# OBJETIVO 1
No trecho sobre os ribeirinhos e as cheias, reescreva a parte começando em "A dificuldade com" e terminando em "baixos aos produtores.", trocando "atravessadores" por "intermediários".
# OBJETIVO 2
Por favor, continue o texto sobre a vida dos ribeirinhos a partir do ponto em que ele para.

# TRECHO DA PÁGINA
- - - - - - -

O tesouro das comunidades é o mamão. Segundo o produtor Raimundo Menezes, 37 anos, da Associação Comunitária Rural de São João Batista, um pé de mamão poderia durar quatro anos. Mas quando vem a enchente, ele “murcha igual papelão, e tudo recomeça do zero”. Quando a seca volta, porém, a terra está fértil e no ponto para plantar. No caso de Raimundo Menezes, pepino, feijão, maracujá, pimenta de cheiro, cebola e cebolinha, além do mamão.
“Para sobreviver temos de nos acostumar com a natureza. Não podemos brigar com ela, mas aproveitá-la. Uma coisa boa da cheia é a pesca. Portanto, nossa alimentação muda de acordo com a época do ano. Na seca, comemos as verduras produzidas aqui. E, na cheia, comemos peixe com farinha e arroz. Quem pode, guarda a produção”, explica Menezes.
A dificuldade com as cheias associada à falta de infraestrutura aumentam os custos dos ribeirinhos. E a falta de uma logística que ajude a escoar os produtos acaba favorecendo os atravessadores – pessoas ligadas aos feirantes das cidades, que pagam preços muito baixos aos produtores.

- - - - - - -

# EXTRATO DE DADOS
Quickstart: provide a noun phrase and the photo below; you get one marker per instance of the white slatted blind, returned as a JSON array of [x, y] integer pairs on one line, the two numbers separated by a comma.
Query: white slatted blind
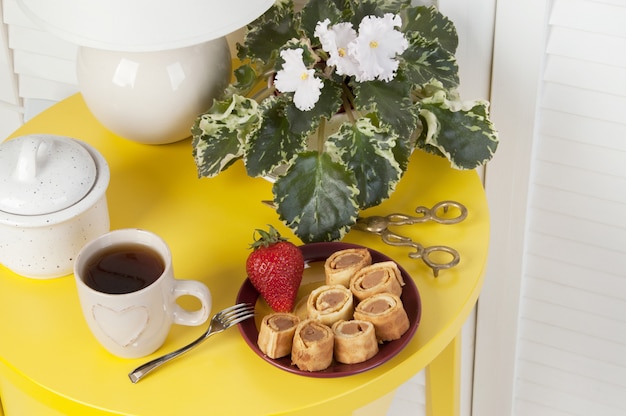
[[44, 64], [10, 106], [572, 335]]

- - - - - - -

# RESPOSTA 1
A dificuldade com as cheias associada à falta de infraestrutura aumentam os custos dos ribeirinhos. E a falta de uma logística que ajude a escoar os produtos acaba favorecendo os intermediários – pessoas ligadas aos feirantes das cidades, que pagam preços muito baixos aos produtores.

# RESPOSTA 2
“Nós chamamos os atravessadores de aproveitadores. Vendem tudo pelo dobro do que pagam. E, quando levamos os produtos às feiras somos boicotados, porque já existe um acordo entre eles e os feirantes”, denuncia Lopes.
“O que eu faço é comprar aqui e vender em Manaus”, disse Jocélio Pereira da Cruz, 42 anos, que chegou à comunidade no momento em que a Agência Brasil conversava com os ribeirinhos.
“É fácil negociar. Para uma boa compra basta uma boa conversa. Se não baixam o preço, compro do vizinho. E para vender [na feira], basta evitar preços muito baixos. Dá para tirar um bom lucro porque o que compro a R$ 10 vendo com facilidade a R$ 20. É chegar e entregar”, disse o atravessador que faz duas viagens semanais para comprar e vender produtos como maracujá, macaxeira, feijão, abóbora e mamão. “É um trabalho bom porque sou o meu patrão.”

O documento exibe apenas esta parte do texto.